(Point-per-instance localization data)
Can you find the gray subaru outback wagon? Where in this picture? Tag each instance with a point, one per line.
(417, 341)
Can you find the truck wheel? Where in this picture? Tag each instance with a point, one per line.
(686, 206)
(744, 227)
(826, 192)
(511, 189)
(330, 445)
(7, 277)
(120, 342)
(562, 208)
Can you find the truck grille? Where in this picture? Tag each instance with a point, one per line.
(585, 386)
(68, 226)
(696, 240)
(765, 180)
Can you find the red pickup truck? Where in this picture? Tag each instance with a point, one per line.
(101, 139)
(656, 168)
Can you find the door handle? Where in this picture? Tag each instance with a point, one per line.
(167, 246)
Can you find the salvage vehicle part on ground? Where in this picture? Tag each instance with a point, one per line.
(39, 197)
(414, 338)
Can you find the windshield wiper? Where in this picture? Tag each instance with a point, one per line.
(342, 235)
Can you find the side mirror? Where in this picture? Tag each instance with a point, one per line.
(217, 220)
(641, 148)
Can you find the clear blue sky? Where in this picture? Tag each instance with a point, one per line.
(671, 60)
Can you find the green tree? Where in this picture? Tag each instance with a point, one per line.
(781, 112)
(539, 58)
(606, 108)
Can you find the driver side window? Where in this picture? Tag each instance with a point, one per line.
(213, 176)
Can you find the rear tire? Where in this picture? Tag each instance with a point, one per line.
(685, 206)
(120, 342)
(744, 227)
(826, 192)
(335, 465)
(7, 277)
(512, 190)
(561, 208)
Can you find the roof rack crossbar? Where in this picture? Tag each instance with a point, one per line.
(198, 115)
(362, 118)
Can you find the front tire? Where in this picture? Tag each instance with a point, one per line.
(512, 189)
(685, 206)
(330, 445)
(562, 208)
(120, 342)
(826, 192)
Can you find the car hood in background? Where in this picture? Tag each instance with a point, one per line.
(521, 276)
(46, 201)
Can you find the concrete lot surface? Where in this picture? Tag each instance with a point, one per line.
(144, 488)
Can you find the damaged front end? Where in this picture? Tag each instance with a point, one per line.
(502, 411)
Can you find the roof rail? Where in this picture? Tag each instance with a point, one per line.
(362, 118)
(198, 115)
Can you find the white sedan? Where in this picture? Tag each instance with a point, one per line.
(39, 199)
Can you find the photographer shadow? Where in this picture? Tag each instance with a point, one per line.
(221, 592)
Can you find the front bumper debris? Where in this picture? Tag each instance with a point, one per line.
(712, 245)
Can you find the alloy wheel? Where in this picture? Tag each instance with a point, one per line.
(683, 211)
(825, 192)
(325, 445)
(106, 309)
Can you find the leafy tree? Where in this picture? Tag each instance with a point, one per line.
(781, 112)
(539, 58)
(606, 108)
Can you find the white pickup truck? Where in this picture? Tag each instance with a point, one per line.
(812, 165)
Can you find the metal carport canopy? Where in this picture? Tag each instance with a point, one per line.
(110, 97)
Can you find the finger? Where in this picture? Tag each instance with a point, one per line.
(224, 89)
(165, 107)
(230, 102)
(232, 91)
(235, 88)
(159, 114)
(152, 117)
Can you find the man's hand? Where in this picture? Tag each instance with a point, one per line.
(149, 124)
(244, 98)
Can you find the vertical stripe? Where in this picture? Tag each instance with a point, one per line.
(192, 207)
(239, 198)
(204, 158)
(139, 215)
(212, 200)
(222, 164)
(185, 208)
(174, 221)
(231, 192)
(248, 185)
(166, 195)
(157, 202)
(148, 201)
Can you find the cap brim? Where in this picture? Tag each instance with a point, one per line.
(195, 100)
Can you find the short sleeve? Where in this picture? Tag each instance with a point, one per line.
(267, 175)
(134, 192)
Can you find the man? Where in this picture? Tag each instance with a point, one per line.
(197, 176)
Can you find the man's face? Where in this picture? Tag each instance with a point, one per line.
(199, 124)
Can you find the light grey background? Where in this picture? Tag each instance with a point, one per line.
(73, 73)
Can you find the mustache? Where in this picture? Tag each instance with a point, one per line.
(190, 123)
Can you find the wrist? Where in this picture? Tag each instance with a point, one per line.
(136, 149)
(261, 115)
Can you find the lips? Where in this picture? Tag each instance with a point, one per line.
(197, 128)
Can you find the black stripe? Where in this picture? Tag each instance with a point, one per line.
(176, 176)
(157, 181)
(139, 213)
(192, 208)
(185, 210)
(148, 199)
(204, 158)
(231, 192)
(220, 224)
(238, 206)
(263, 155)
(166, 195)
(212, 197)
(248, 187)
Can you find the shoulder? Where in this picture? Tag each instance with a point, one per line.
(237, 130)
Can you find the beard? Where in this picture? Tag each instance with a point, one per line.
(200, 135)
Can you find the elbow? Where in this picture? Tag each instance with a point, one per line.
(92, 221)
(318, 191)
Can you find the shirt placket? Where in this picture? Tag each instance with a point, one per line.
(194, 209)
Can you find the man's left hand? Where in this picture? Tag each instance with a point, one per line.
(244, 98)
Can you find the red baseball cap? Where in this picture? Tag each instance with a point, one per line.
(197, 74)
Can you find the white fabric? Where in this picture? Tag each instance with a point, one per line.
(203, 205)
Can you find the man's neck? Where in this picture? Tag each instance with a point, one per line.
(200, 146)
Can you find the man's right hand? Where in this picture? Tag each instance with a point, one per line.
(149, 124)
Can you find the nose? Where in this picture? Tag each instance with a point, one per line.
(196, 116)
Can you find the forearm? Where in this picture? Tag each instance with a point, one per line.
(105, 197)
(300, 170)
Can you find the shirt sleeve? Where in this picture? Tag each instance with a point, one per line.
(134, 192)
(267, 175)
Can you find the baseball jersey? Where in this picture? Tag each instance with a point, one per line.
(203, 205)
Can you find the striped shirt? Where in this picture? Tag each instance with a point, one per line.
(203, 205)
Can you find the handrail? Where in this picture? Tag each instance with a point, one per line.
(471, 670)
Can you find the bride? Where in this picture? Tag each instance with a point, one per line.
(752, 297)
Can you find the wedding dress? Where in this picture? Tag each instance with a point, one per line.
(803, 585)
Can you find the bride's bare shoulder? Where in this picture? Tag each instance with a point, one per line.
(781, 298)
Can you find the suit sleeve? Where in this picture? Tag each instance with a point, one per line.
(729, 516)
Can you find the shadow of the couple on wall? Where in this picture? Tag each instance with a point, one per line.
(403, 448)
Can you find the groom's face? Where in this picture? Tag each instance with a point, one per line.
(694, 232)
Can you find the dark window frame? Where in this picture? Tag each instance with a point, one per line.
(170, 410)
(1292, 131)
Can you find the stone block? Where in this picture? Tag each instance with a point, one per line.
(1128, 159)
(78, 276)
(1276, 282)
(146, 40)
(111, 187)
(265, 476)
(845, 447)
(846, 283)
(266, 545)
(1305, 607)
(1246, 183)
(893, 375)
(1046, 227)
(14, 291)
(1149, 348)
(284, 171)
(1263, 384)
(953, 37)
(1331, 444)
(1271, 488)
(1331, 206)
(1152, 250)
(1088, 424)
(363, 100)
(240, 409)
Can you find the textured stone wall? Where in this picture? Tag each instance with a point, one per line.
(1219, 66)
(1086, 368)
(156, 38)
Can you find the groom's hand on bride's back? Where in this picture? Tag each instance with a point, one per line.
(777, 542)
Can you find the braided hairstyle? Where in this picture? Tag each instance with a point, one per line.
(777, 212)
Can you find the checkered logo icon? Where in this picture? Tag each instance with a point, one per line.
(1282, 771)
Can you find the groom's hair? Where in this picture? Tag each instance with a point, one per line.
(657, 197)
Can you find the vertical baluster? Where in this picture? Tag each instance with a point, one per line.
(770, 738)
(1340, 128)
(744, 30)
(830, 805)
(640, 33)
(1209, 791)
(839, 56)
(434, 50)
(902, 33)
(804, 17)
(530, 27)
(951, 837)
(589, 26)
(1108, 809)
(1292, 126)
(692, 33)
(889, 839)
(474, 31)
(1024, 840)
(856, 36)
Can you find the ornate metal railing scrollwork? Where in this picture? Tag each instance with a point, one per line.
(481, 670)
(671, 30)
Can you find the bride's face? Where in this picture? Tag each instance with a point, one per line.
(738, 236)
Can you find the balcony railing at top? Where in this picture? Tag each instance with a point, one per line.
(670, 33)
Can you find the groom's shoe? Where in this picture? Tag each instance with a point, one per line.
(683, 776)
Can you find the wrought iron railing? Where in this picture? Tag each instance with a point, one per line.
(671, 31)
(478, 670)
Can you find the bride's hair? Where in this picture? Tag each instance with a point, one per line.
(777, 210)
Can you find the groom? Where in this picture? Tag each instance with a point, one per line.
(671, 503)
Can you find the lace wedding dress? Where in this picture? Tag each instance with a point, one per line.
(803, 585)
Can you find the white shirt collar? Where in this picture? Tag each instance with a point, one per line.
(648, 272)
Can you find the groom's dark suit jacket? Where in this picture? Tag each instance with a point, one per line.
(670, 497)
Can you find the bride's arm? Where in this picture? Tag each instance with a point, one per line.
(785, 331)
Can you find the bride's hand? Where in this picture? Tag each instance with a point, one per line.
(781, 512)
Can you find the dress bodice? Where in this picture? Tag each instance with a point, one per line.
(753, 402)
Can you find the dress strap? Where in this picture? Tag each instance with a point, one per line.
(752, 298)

| Exercise details |
What needs duplicating is the run of lines from the one containing "Can you find the dress strap?" through the last line of the entries above, exact and complete.

| Your response |
Can you find the dress strap? Where in this picture? Tag each instance with a point, one per line.
(752, 298)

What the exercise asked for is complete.